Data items
^^^^
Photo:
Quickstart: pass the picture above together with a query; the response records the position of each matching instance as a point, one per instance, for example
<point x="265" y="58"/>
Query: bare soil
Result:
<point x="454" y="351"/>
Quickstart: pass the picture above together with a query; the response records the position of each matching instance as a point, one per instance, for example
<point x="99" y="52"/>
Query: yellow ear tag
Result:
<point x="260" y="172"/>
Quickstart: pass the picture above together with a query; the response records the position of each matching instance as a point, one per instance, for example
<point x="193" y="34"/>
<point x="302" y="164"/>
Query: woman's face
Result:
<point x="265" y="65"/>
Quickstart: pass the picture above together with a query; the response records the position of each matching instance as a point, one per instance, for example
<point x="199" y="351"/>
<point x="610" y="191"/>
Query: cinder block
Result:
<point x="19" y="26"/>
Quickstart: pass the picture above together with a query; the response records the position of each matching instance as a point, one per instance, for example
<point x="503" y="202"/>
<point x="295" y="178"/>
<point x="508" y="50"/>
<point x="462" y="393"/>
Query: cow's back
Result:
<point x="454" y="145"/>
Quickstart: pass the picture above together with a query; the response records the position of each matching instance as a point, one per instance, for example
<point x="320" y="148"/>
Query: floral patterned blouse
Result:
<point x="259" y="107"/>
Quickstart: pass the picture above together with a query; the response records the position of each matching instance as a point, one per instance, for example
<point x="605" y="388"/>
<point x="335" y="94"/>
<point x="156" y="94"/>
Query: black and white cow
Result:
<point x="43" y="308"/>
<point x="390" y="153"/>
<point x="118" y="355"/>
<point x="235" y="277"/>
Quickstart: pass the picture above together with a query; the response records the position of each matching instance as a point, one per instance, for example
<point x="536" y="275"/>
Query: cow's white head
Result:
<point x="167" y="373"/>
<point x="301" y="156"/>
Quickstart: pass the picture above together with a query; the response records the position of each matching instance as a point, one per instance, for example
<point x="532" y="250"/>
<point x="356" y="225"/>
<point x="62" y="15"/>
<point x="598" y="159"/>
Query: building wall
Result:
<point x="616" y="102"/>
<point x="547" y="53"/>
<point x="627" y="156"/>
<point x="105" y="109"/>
^^^^
> **WRITTEN REQUEST**: Write out the entire listing exactly.

> **EXERCISE ANSWER**:
Photo:
Quickstart: pass the picture above together with a query; the response records the position of each matching instance as a point, one per instance, for example
<point x="265" y="58"/>
Query: bare soil
Result:
<point x="454" y="351"/>
Quickstart: pass the picture above together with a query; the response records the position of each matching instance as a point, one per instance, for example
<point x="99" y="52"/>
Query: yellow ear tag
Result:
<point x="260" y="172"/>
Quickstart: pass the picture above together with a query; the response records the position of each matching instance as a point, one per instance, for example
<point x="193" y="34"/>
<point x="302" y="164"/>
Query: woman's face
Result:
<point x="265" y="65"/>
Quickstart: pass the picture above together with a query; the response records the position of each matching instance as a point, one per instance, for example
<point x="199" y="351"/>
<point x="610" y="191"/>
Query: cinder block
Result:
<point x="19" y="26"/>
Quickstart: pass the picture above together with a query; the response records the position of each matching instance as a point, one per instance, for example
<point x="503" y="202"/>
<point x="295" y="178"/>
<point x="508" y="50"/>
<point x="462" y="393"/>
Query: cow's back
Result:
<point x="454" y="145"/>
Quickstart: pass the picture above together with a query; the response records the position of each matching instance as a point, one per instance, for example
<point x="320" y="148"/>
Query: floral patterned blouse
Result:
<point x="259" y="107"/>
Quickstart: pass the picture above together with a query; the response records the position of each matching instance as a point, one per instance, for example
<point x="605" y="388"/>
<point x="335" y="94"/>
<point x="156" y="94"/>
Query: black and white cow
Result:
<point x="43" y="308"/>
<point x="390" y="153"/>
<point x="118" y="355"/>
<point x="235" y="277"/>
Quickstart: pass the picture above together with a query; the response records the position of each matching instance as a point, one per instance, for example
<point x="536" y="275"/>
Query: cow's white head
Result:
<point x="167" y="373"/>
<point x="301" y="156"/>
Quickstart: pass the picture above together with a query; the response records the position of each matching instance as a point, one per instance, for example
<point x="532" y="250"/>
<point x="356" y="225"/>
<point x="62" y="15"/>
<point x="598" y="159"/>
Query: building wall
Result:
<point x="616" y="102"/>
<point x="547" y="53"/>
<point x="627" y="156"/>
<point x="105" y="109"/>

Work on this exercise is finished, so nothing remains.